ФРАГМЕНТ ДОКУМЕНТА
- - -
Александр Васильевич, как и большинство молодых людей его поколения, жил в сфере политико-экономических теорий и с этой позиции разрешал все вопросы жизни. Ближайшим товарищем его по институту был студент Абрамов, по убеждению марксист. Оба друга этой осенью решили вступить в партию большевиков. В Институт Слова Александр Васильевич поступил с единственной целью развить в себе ораторские навыки, необходимые для предстоящей общественной работы — был он от природы неречист. И вот встреча с девушкой, живущей в непонятном для нее самой могучем мире поэзии, перевернула все существо Александра Васильевича. Для меня эта встреча была находкой дружеской руки, всегда готовой на поддержку. Для него — откровением и полным переворотом жизни. Так началась у Александра Васильевича его большая любовь, причинившая нам обоим в жизни много страданий. Кооперация, политическая работа, экономика, партия — все оказалось ненужным. Он почел лишним даже сдать единственный оставшийся ему экзамен и бросил на ветер свой диплом. Он с головой утонул в поэзии, музыке, философских диспутах, где бы они ни велись, в чтении со мной всего, что нам удавалось достать по метафизике, начиная с Платона и кончая последними предреволюционными русскими мыслителями: Флоренским, Булгаковым, Бердяевым, Розановым, Франком{74}, Шпетом{75}, Трубецким, Эрном{76}. Мы читали, кроме того, запоем мистико-аскетическую литературу всех веков христианства: Блаженного Августина, Беме{77}, Сведенборга и, наконец, напали на новый источник, заставивший нас бросить дальнейшие поиски: это были сочинения подвижников древнего православия, так называемая святоотеческая литература, изданная в пятитомном собрании «Добротолюбие».
Подвижники-аскеты не столько умозрительно рассуждали о метафизике и богословии, сколько рассказывали о своем практическом опыте приближения к истине путем переделки своей собственной природы и указывали дверь в существующий, по их утверждению, рядом с нами иной, совершенный мир. Это был новый путь, он казался нам непосильным, на него мы и не дерзали вступать, но мы узнали о его существовании.
В жизни случались события, пережитые как бы вскользь, но теперь, когда жизнь как на ладони, они оказываются вехами на пути. Таким мне запомнился обычный день и разговор с Александром Васильевичем или, скорее, с самой собой — я всегда тревожилась, как бы его не забыть.
Мы шли по Яузскому бульвару самой ранней весной. Вероятно, шли из Подкопаевского детского приемника, откуда я брала детей в детский дом. Пишу это сейчас по памяти — запомнился только разговор, так скажу и в отношении всего в жизни пережитого: плохо помню события, обстановку, даты, но врезаются навеки мысли, слова и переживания.
- - -
ИЗВЛЕЧЁННЫЕ ПОЗИЦИИ
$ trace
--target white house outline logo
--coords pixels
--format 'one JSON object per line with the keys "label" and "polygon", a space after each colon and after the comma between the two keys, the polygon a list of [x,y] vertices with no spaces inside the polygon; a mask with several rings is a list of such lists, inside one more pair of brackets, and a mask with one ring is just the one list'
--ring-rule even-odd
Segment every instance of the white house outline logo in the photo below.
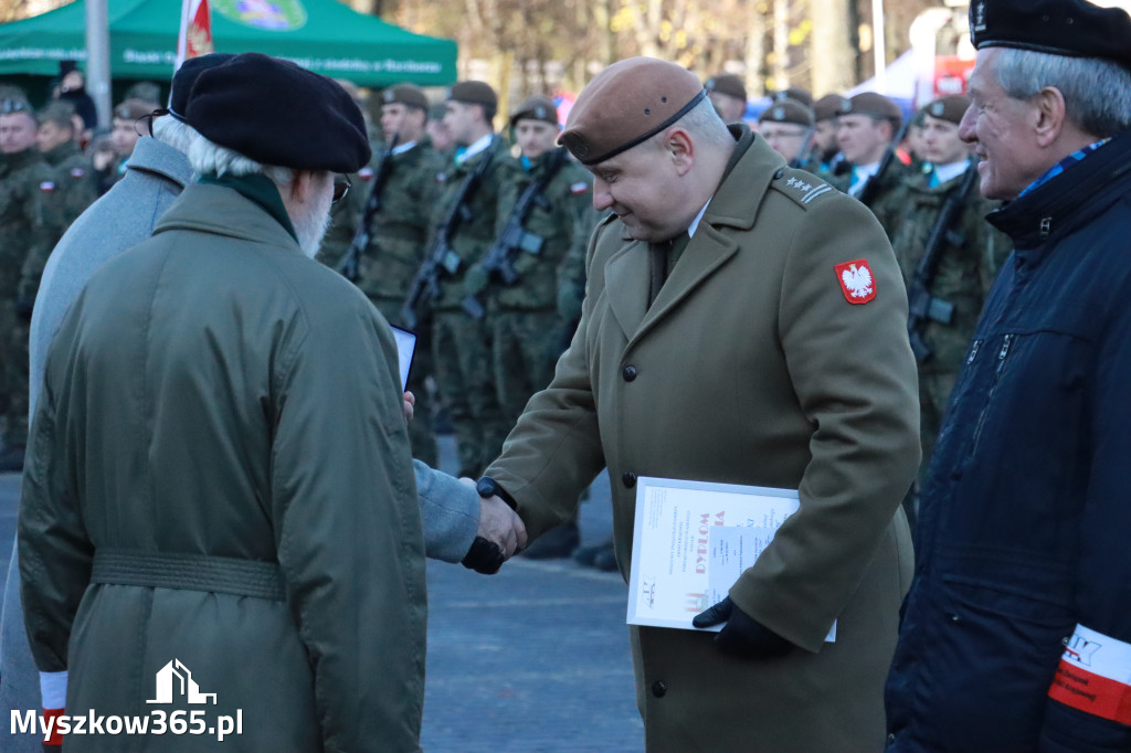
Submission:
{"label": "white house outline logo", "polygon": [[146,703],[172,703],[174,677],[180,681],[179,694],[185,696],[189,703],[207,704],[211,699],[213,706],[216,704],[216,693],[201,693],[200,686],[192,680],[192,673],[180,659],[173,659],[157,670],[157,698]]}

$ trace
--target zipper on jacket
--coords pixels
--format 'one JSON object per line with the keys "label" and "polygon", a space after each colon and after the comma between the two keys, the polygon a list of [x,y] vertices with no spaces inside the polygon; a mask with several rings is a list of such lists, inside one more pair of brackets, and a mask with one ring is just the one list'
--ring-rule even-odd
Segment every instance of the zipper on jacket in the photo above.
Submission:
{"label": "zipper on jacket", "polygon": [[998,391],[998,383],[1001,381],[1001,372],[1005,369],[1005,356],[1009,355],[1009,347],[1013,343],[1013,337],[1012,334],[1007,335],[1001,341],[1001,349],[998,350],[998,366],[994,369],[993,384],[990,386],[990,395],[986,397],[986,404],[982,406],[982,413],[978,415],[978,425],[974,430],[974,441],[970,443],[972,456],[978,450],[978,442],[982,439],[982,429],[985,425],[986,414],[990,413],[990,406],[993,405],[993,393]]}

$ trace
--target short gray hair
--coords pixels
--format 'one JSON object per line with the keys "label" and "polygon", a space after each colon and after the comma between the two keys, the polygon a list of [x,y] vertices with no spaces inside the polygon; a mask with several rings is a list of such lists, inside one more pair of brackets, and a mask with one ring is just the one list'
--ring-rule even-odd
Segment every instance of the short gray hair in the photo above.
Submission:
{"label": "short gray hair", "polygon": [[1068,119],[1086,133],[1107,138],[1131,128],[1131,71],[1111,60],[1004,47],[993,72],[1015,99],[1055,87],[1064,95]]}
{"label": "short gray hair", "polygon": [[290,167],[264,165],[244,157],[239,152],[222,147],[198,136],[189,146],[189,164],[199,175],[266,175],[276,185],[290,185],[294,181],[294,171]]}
- - -
ИСХОДНОЕ ЗАДАНИЕ
Подхватите фрагмент документа о встрече с Александром Васильевичем и продолжите его сразу после последнего предложения. Эти позиции взяты из другого источника.

ПИСЬМЕННЫЙ ОТВЕТ
Мы говорили в тот раз о страдании мира. «Я не могу быть несчастна!» — сказала я. Не помню ответов Александра Васильевича, но отчетливо запомнился идущий в собственном сознании внутренний разговор: «А как же личные страдания? — Какие бы страдания меня ни ждали! — Как же можно оправдать такой оптимизм? — Можно, потому что я верю в окончательную победу. — Сколько горя, несчастья, крови вокруг. — Вижу. Но надежда — это тоже реальность, только с нею и стоит жить. — Это безумие! — Нет, это — исповедание Бога». Когда это началось во мне? Я думаю, в канун Троицы в детстве: тополевая веточка вместо жертвенной свечи у Распятия{78}.
Через несколько лет (каких лет! и они уже стоят у порога) в 1929 году я скажу другому другу, о существовании которого еще не знаю: «Помни, какие бы страдания нас с тобою ни ждали, мы самые счастливые на земле».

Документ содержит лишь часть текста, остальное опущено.